Written problem: Copy out every one of the lines below word for word, leaving the pictures out of your answer.

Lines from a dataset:
____

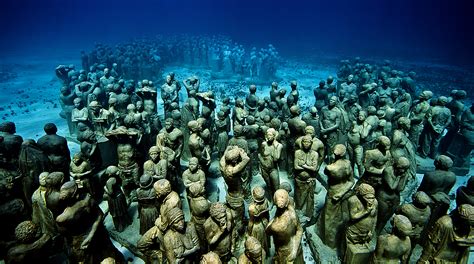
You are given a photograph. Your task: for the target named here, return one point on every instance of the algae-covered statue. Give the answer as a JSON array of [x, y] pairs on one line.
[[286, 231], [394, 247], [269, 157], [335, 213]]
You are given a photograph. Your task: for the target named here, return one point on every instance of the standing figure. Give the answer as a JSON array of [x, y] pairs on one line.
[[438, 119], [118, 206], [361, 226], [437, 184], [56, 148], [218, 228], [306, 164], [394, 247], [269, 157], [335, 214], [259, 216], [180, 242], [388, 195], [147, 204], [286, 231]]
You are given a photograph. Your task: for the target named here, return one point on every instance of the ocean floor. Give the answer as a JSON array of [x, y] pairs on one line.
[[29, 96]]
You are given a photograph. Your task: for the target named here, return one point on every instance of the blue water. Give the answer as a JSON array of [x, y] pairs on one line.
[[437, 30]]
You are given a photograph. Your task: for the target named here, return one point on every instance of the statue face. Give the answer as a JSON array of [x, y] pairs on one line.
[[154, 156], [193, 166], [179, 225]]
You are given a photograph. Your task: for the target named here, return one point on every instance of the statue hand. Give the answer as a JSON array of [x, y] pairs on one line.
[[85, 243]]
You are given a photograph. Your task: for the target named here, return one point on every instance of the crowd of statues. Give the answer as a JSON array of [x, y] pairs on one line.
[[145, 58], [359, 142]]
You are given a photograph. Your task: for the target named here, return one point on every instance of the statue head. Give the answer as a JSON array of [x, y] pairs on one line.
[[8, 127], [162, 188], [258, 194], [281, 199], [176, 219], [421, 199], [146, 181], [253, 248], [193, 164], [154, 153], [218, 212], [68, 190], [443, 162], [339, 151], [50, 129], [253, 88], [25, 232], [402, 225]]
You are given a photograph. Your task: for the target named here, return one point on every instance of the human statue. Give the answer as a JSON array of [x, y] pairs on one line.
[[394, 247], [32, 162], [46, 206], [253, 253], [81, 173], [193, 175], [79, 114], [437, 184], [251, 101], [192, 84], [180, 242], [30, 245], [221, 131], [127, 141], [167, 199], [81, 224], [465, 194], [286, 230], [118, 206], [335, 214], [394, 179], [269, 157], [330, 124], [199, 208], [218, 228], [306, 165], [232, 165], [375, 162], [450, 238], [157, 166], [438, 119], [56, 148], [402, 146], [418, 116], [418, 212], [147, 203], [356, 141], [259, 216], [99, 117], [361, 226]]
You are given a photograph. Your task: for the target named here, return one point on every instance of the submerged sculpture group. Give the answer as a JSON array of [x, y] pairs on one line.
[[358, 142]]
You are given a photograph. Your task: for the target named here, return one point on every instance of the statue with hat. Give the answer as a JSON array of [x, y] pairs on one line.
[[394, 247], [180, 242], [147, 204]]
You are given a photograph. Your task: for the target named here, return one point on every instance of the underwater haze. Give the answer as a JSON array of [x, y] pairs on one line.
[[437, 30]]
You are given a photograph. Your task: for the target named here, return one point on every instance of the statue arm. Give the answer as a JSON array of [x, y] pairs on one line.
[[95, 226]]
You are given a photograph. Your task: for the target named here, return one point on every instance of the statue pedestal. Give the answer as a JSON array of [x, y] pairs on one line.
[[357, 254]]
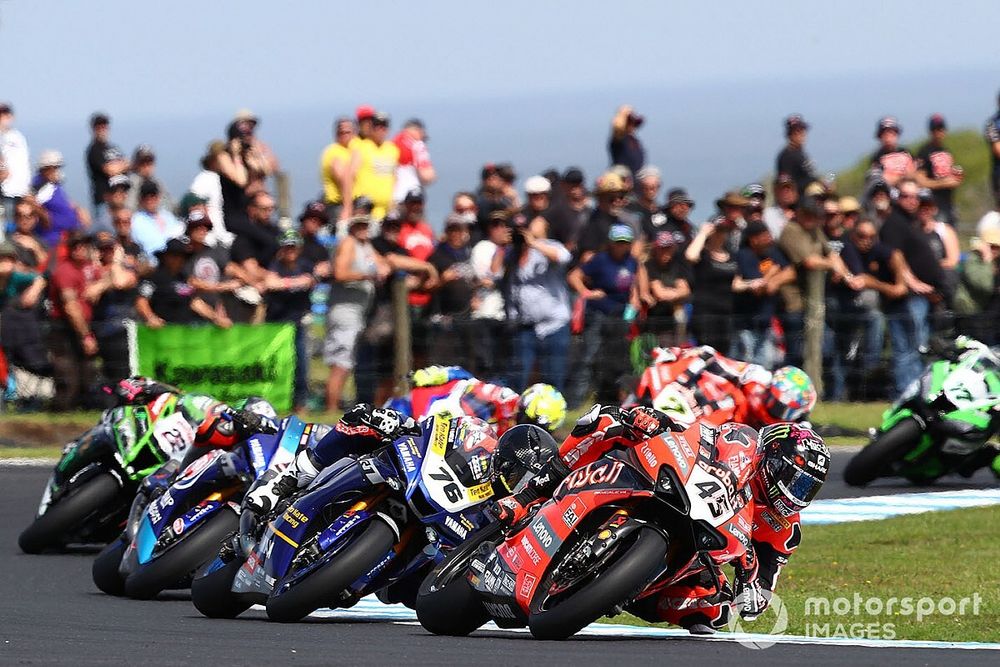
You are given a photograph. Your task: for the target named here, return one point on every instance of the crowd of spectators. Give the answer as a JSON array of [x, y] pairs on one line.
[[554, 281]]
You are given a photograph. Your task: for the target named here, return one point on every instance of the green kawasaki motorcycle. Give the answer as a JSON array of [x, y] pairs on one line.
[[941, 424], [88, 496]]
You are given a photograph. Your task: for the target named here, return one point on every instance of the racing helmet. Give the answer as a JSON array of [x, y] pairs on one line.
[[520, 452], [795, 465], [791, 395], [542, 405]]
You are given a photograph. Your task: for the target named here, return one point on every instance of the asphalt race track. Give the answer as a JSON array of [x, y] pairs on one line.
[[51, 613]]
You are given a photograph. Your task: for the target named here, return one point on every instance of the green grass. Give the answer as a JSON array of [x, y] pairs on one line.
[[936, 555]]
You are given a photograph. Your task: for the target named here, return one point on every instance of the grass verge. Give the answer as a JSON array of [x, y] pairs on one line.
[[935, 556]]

____

Result for this task:
You are given a photograph. Your task: for the target named here, return one point on every instance of the algae-covered statue. Give the answer as a JSON array of [x, y] pairs on one line.
[[286, 231], [394, 247], [269, 157], [335, 213]]
You are given a photograph. Your task: for the target named here, return one point on every instance of the standing figure. Give the answer as a JSON array of [x, y] pairs on one line.
[[438, 119], [118, 206], [361, 226], [437, 184], [56, 148], [218, 228], [306, 164], [394, 247], [269, 157], [335, 214], [259, 216], [180, 242], [388, 195], [147, 204], [286, 231]]
You are given a photograph. Your task: for the target named here, return one point on every instance of the ocean floor. Give the answer as a JSON array of [x, y] pairs on one line.
[[29, 96]]
You are given a photograph. Your task: for the target named here, return one point on every instance of the blue water. Give the answer as a JSON array of [x, y] pairs on one line.
[[437, 30]]
You are given a photograph. Your task: for the target named here, return one point on every instance of the statue face. Give the answer as a JSON array of [x, y] pairs on one line.
[[154, 156], [193, 166], [179, 225]]
You are given a photograph. Your task: for the target named here, return one point on every instance of the statue hand. Give the answer as a JSON array of [x, y] pairs on one line.
[[85, 243]]
You are given a photograph. Your task: for the target named here, return one point on every instance of the crowd of statues. Give the answer as a JSON array of [x, y] pairs on one line.
[[145, 58], [359, 142]]
You are given a photograph. Your task: for the target named here, return one point on every instance of the statue head. Give the answer as a JSON array of [x, y] pairs on one line.
[[8, 127], [162, 188], [258, 194], [281, 199], [176, 219], [421, 199], [146, 181], [253, 248], [193, 164], [154, 153], [218, 212], [68, 190], [443, 162], [339, 151], [50, 129], [253, 88], [25, 232], [402, 225]]
You are given a photograph. Your task: for the target named here, return one point on every instance of the human statue. Give the answer as a JSON array of [x, y] pairs on one line.
[[394, 247], [32, 162], [46, 206], [253, 253], [81, 173], [193, 175], [79, 114], [437, 184], [251, 101], [192, 84], [180, 242], [30, 245], [221, 131], [127, 141], [167, 199], [81, 224], [465, 194], [286, 230], [118, 206], [335, 214], [394, 179], [269, 157], [330, 124], [199, 208], [218, 228], [306, 165], [232, 165], [375, 162], [450, 238], [157, 166], [438, 119], [56, 148], [402, 146], [418, 116], [418, 212], [147, 203], [356, 141], [259, 216], [99, 117], [361, 226]]
You are given a photograph. Your task: for the target named here, return one point on every instance of the submerged sculpture group. Give the answer as a JSON array of [x, y] pairs on one line.
[[358, 142]]
You are given a photograph. Your task: for the target named here, return one point on every instance of the statue with hat. Give the answer as a JSON array of [x, y] pairs on one line.
[[394, 247], [180, 242], [147, 204]]
You are given a photograph. Your task: for the target named here, return one point on every instance of the underwater haze. Give the answer as a JSON array of [x, y] pairs on one line.
[[437, 30]]
You are given a photograph. Your task: for the target named here, return one point on every instance of the statue arm. Give the answer as a JSON array of [x, y] pairs on one line.
[[95, 226]]
You are given a photograph. Your task: for the target named here, return one point on every instance of the statue pedestal. Give the answer as a JSON array of [x, y] pairs on one line.
[[357, 254]]
You are given a photograph. Your task: for the target named here, return one point on every instance of the crowd of spectators. Give the answer as a JSON array of [x, y] pairs on one line.
[[554, 281]]
You are given a photograph. Your task: for the target named here, return one point on every instance of the green kawasaki motorcycle. Give the answer as a JSON array of [x, y] pairs on one line.
[[941, 424], [88, 496]]
You are given a photograph. Your task: for the target named here, return one point on every instance of the racing helmet. Give the answer as a JSON array of [x, y] pairs on one line.
[[520, 452], [795, 465], [791, 395], [542, 405]]
You are given a photograph. Your task: for the target named here, return one point on every instance of the asphalt race track. Give the answer as a JSON array of [x, y] pairs on one line.
[[51, 613]]
You are given a photograph. Your task: for the target named here, return one point on every instance of the green grass. Give the answer as a JSON array of [x, y] pairs on one line.
[[936, 555]]
You are given a photograph. Your task: for the target named here, return one point on every instance of the grass verge. Give the answer as a JSON array of [x, y] pairs on one line.
[[935, 556]]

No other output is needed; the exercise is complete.